___ Task data ___

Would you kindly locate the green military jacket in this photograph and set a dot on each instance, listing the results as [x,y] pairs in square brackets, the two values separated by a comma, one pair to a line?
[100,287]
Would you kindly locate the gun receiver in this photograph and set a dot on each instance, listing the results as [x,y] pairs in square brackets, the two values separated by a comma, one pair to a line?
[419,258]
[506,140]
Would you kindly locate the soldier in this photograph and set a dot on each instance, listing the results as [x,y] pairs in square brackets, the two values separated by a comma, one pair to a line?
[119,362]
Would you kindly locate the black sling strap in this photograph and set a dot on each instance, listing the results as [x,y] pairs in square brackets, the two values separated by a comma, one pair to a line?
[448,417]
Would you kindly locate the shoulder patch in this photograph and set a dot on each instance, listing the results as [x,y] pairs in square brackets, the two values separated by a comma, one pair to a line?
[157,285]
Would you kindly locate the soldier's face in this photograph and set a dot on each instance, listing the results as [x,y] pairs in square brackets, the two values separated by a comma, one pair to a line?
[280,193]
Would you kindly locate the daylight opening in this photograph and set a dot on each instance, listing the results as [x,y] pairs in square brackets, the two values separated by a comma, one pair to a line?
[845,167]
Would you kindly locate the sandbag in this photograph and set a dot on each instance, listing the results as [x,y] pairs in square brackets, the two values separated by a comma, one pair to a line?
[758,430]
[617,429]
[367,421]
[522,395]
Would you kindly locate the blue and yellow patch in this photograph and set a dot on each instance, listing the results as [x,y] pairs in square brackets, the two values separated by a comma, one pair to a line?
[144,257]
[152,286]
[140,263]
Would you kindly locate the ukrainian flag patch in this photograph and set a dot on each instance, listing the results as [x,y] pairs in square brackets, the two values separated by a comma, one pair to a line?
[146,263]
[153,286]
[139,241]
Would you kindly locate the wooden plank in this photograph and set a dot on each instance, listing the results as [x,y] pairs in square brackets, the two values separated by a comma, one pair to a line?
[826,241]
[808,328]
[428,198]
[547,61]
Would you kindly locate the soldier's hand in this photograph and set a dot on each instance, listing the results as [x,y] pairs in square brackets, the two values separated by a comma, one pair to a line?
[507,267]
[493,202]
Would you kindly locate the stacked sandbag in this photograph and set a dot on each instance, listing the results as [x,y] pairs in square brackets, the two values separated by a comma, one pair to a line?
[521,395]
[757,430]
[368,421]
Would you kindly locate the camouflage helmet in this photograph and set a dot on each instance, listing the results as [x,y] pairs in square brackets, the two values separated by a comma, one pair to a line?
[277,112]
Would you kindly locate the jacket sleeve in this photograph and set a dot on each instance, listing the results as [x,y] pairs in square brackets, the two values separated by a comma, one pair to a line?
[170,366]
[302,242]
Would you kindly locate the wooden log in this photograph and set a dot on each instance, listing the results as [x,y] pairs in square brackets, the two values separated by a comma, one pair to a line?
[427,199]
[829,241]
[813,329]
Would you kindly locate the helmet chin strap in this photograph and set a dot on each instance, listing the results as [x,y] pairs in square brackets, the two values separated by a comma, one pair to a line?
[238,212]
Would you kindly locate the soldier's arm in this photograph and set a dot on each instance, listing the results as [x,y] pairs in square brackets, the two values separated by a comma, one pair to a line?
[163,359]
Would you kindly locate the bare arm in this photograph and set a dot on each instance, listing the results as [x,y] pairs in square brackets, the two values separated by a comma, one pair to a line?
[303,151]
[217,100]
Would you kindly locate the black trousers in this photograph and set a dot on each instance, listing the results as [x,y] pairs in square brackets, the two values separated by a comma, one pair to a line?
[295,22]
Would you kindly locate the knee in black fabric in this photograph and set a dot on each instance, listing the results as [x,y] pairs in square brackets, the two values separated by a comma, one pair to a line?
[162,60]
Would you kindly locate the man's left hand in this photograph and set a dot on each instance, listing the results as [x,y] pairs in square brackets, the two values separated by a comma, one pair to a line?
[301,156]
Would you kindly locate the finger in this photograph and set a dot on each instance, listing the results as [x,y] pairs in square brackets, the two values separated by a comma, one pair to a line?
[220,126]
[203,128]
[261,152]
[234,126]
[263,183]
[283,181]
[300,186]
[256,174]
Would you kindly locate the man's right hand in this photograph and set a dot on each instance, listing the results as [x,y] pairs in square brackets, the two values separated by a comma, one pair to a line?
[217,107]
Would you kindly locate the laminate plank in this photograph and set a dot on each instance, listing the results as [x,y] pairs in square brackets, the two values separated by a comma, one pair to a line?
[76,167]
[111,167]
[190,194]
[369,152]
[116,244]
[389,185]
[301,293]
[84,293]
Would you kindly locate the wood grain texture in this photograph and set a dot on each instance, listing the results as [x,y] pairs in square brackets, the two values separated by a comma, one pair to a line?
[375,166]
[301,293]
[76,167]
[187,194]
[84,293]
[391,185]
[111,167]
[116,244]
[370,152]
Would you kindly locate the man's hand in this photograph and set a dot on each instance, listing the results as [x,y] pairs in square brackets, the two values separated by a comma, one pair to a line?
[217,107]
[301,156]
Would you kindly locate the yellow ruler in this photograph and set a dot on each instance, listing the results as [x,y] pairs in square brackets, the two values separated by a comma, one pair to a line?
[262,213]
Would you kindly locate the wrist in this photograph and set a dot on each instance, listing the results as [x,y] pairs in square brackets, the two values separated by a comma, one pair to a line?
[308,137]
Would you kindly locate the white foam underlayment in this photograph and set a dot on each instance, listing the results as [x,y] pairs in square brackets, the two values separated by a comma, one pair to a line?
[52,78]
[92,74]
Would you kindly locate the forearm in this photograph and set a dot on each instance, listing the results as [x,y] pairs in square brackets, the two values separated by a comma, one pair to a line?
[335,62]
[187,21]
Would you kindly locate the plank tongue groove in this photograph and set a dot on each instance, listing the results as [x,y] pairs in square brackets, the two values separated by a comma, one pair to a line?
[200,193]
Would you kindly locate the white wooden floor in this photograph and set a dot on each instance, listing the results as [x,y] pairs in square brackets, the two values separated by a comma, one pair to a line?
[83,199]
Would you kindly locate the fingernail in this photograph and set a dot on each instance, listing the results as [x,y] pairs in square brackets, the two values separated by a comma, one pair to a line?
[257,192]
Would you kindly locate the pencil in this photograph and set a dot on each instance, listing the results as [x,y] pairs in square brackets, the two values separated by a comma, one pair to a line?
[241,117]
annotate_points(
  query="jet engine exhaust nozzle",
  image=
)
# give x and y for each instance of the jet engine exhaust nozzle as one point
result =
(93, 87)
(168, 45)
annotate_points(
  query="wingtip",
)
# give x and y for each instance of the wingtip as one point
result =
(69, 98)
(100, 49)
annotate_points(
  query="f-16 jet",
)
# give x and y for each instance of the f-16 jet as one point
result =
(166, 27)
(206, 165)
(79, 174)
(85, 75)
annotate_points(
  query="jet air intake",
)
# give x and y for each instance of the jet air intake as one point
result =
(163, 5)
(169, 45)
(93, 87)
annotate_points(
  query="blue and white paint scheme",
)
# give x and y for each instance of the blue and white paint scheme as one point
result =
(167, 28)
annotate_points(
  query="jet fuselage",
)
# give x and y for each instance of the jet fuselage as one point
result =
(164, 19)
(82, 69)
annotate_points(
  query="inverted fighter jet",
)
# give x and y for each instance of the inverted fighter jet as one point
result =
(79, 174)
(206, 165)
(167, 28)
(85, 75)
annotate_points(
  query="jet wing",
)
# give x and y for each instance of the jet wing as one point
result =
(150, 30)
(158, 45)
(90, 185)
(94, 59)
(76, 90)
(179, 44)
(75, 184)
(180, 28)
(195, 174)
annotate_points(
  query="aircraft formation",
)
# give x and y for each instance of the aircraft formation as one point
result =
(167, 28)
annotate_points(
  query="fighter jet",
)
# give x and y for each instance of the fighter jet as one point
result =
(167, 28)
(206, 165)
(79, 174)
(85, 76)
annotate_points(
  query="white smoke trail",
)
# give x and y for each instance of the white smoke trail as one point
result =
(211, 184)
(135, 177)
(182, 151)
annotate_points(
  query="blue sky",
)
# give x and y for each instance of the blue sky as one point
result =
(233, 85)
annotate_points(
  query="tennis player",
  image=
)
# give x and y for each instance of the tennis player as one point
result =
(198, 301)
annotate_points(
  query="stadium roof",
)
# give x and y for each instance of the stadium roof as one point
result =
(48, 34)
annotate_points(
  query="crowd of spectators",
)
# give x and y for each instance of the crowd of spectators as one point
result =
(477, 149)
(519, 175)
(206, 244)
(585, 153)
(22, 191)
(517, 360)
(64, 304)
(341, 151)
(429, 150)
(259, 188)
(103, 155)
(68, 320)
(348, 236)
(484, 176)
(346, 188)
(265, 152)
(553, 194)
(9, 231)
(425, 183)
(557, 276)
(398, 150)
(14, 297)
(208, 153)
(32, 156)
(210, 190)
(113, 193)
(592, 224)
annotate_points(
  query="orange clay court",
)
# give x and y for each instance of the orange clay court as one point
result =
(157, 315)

___

> _Required work_:
Identify each line of the data above that contains the string "fighter", and copy those lines in full. A line matches only if the letters agree in case.

> _Task answer_:
  query="inverted fighter jet",
# give x and y for each instance of the inverted fighter jet as one point
  query="fighter jet",
# give x and y for each instance of the fighter jet as one point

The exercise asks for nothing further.